Exactly reproduce the line that contains "[locate] outer petal (one point per instance)" and all lines after it in the entries below, through the very last line.
%%
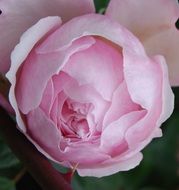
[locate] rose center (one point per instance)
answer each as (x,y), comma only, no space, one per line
(74,122)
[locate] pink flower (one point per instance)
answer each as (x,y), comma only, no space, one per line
(84,91)
(153,22)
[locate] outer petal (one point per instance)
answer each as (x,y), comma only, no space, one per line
(166,43)
(20,53)
(100,66)
(18,15)
(38,69)
(157,30)
(112,167)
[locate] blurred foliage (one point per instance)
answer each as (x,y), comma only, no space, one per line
(159,169)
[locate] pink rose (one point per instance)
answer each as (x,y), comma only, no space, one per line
(86,94)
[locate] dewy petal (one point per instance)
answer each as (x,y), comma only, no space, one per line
(31,85)
(166,43)
(114,133)
(37,123)
(18,16)
(157,30)
(110,167)
(121,104)
(87,94)
(100,66)
(144,79)
(92,24)
(20,53)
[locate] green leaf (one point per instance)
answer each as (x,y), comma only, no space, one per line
(7,158)
(6,184)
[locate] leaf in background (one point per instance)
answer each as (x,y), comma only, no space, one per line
(6,184)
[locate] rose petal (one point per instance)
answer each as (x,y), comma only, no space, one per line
(47,99)
(37,123)
(18,16)
(121,104)
(144,79)
(20,53)
(157,30)
(100,66)
(110,167)
(87,94)
(114,134)
(31,85)
(92,24)
(166,43)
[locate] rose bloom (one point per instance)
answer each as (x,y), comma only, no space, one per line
(84,91)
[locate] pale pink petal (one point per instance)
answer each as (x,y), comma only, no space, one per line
(114,134)
(44,132)
(100,66)
(144,79)
(110,167)
(156,29)
(166,43)
(167,94)
(87,94)
(48,97)
(92,24)
(18,16)
(28,40)
(121,104)
(80,154)
(5,104)
(38,69)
%%
COMPLETED TASK.
[locate] outer petal (one point per instance)
answer each as (x,y), comma only, no space, one per line
(166,43)
(20,53)
(100,66)
(18,15)
(38,69)
(157,30)
(112,167)
[locate] blurred foliage (one point per instance)
answer each as (x,y), comma only, no space, one per line
(159,169)
[locate] pink rose (one point per instance)
answer each as (x,y), comma only, no space, one per line
(86,94)
[locate] dewy petal (one point per instance)
answer each as (x,y), comma only, no space, one per line
(31,85)
(166,43)
(114,133)
(37,123)
(18,16)
(157,30)
(110,167)
(121,104)
(87,94)
(100,66)
(144,79)
(92,24)
(20,53)
[locate] green leaf (one point per instance)
answer each as (x,y), comma only, no space, one per line
(7,158)
(6,184)
[locate] leaf in background (one point per instance)
answer each as (x,y), comma only, no space, one per line
(6,184)
[locate] rose petal (one point per instance)
answer each as (x,y), comma only, no space, one per line
(47,99)
(37,123)
(18,16)
(121,104)
(144,79)
(20,53)
(157,30)
(100,66)
(110,167)
(87,94)
(114,134)
(31,85)
(92,24)
(166,43)
[locate] rose bloom (one point per instance)
answer each as (x,y), comma only, no space, one per line
(84,91)
[locate] pale pink petal (one point per instance)
answer each as (x,y), comma only, no space, one per line
(114,134)
(44,132)
(100,66)
(144,79)
(110,167)
(156,29)
(166,43)
(167,94)
(87,94)
(48,97)
(92,24)
(18,16)
(28,40)
(121,104)
(80,154)
(5,104)
(38,69)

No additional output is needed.